(Rows from a pointing dataset)

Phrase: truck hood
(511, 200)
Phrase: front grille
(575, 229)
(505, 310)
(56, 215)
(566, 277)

▸ **REQUIRED TASK**
Pull out every line of the entries above that contains the string "Phrase", matching case exactly.

▸ **SOLUTION FOR THIS EXERCISE**
Phrase: truck hood
Phrase: front grille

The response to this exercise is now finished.